■ Passage
- - -

7 Things Divorced Parents Need to Know About Relocating

7 Things Divorced Parents Need to Know About Relocating by Joshua Katz

{4:20 minutes to read} Under New York Law, a custodial parent cannot relocate to another state without consent from the other parent or a court order.  

Imagine you are a single parent who has been offered a great job in Denver. You might be ready to pack your bags – but, not so fast. Unless you have consent from the other parent, it will be up to the court to decide whether you can move. This may be true even if you have “sole custody” of the child(ren)!

Relocation is a difficult issue for family law practitioners. These cases are fact-intensive, and decisions are never easy. The courts are careful about allowing a custodial parent to relocate with a child because it interferes with relationships and the non-custodial parent’s access rights.

How does the court decide if a parent may relocate with a child?

The New York Court of Appeals set the precedent in deciding whether the mother could relocate in the case of Tropea v. Tropea (1996).

The following factors (I call “Tropea factors”) are the most important factors looked at by courts in deciding the best interests of a child in relocation cases:

  • The level of interference between the child and the non-custodial parent’s visitation: If the non-custodial parent has a close relationship with your child, which generally means spending time with the child on a regular basis, it will be more difficult to get a decision in favor of relocation.
  • The distance of the move: If the move is from Manhattan to Westchester, it will more likely be approved. An international, or out-of-state move, is less likely to be permitted.

- - -

Region labeling rows:
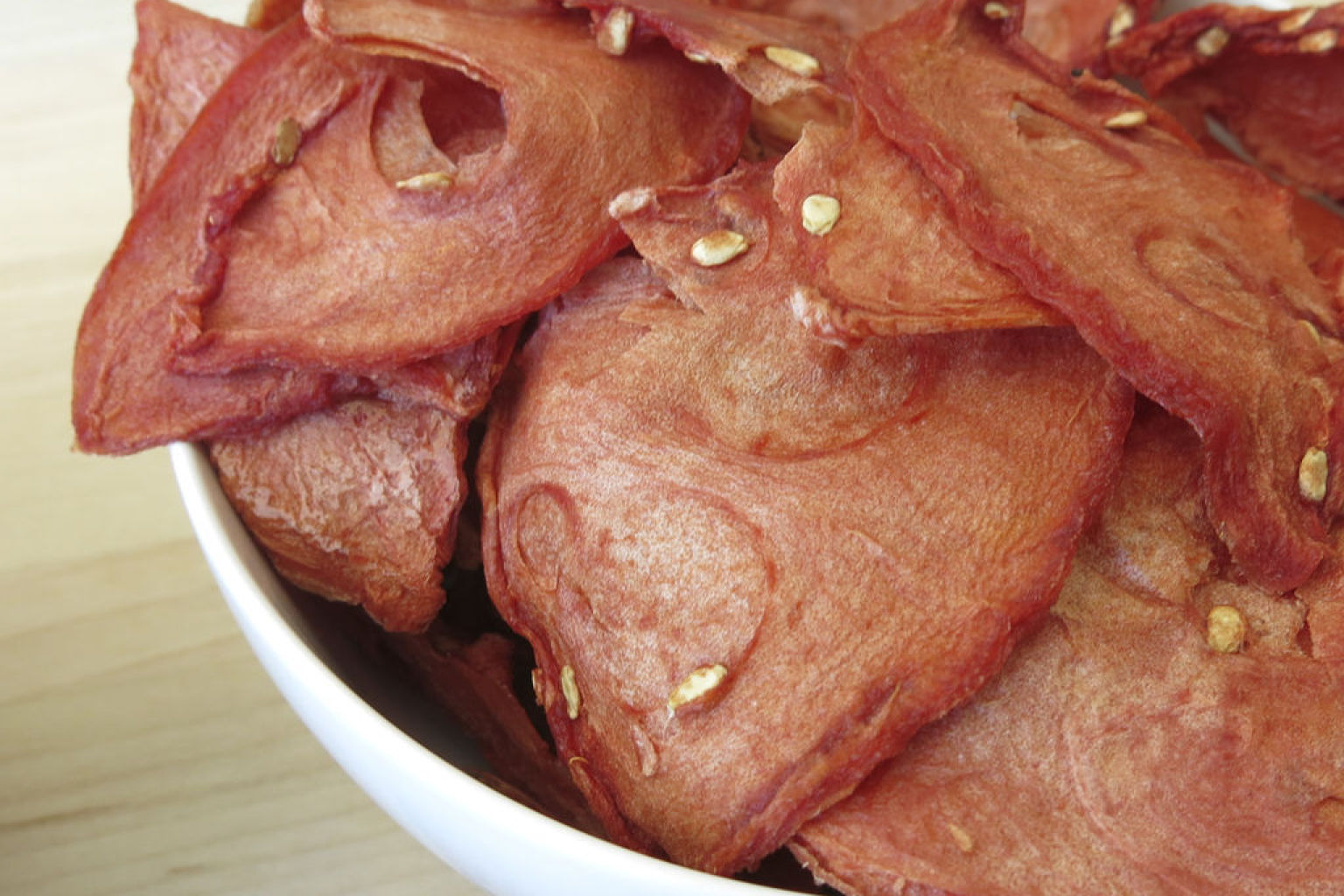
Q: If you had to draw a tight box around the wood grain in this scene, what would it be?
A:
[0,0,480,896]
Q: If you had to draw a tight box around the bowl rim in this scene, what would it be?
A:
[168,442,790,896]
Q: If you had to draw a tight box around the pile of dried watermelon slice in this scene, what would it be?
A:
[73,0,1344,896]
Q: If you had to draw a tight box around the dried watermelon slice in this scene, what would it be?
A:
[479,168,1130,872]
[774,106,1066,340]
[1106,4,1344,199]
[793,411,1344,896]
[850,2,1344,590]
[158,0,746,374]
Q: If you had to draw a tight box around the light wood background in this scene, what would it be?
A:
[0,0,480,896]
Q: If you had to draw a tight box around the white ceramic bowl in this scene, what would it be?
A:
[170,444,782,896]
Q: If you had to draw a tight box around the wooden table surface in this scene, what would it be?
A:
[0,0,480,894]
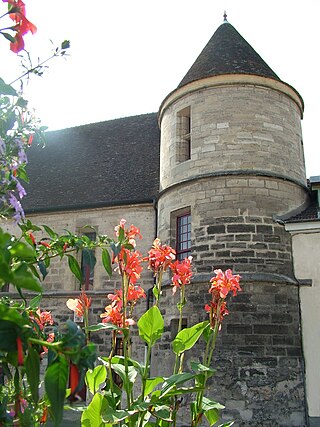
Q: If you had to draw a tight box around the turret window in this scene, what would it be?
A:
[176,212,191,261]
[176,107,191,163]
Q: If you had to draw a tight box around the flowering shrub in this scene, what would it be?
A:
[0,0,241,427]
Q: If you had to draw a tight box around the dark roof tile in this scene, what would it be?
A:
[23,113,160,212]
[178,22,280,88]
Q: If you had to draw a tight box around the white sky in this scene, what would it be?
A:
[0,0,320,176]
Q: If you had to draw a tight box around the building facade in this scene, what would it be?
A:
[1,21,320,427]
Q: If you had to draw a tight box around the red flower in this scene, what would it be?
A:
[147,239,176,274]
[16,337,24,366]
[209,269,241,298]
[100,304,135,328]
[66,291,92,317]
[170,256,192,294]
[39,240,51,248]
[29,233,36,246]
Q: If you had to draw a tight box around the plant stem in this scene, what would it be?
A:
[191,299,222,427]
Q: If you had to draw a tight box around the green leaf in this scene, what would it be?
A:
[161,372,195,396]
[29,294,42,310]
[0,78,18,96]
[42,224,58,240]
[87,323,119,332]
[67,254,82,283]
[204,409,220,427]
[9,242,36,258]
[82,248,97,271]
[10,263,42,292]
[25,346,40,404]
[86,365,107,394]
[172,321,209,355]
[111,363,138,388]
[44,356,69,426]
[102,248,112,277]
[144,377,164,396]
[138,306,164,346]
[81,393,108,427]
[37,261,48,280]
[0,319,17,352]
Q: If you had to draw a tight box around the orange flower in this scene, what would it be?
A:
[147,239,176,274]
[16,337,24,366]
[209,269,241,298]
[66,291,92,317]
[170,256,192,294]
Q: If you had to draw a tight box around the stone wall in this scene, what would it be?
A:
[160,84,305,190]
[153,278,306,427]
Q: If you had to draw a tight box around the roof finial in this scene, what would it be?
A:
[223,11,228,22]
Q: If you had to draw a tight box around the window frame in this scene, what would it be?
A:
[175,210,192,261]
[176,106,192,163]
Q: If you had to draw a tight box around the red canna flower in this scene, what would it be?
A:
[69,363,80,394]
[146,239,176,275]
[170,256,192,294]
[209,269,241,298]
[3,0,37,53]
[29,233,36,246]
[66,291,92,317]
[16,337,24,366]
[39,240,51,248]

- - -

■ Your tasks
a) Answer these questions about the article on relocating after divorce:
(i) In the example of a single parent, what city is the job offer in?
(ii) Which court set the precedent for relocation cases, and in what case?
(iii) What move does the article give as one that will more likely be approved?
b) Pick up the article on relocating after divorce after its last line and keep it going.

■ Exercise answers
a)
(i) Denver.
(ii) The New York Court of Appeals, in Tropea v. Tropea (1996).
(iii) A move from Manhattan to Westchester.

b)
  • The reason/motivation for the move: Moving for employment would obviously be viewed more favorably than moving because your boyfriend lives in another state.  
  • The quality of life of the child: What benefits will your child (not you!) enjoy in the new place versus the current place? Will relocating put your child in a better environment where he will have greater opportunities for a better life? This is somewhat subjective, but a case can often be made to impress a judge.  Be careful not to insult the city where your judge grew up and raised her family! 
  • The existence of extended family nearby: If your child’s grandparents live in New York and the custodial parent wants to relocate to another state with no extended family nearby, the court would be less likely to approve. 
  • The quality of education: Check the school district in the new location, gather information and be prepared to compare it to your child’s current school. 
  • The child’s wishes: Is your child in favor of the move or upset about leaving his current home and friends?

There are many other factors that the court may wish to consider. If the court approves the relocation it may also address other matters, such as skype conversations to support the non-custodial parent’s relationship, or lowering child support payments to offset the increased cost of visitation.

Every relocation case in unique. If you are looking for permission to relocate with a child, call our office for a consultation.

What facts would you present to the court to support your petition to relocate?


Plaine & Katz, LLP
80-02 Kew Gardens Rd.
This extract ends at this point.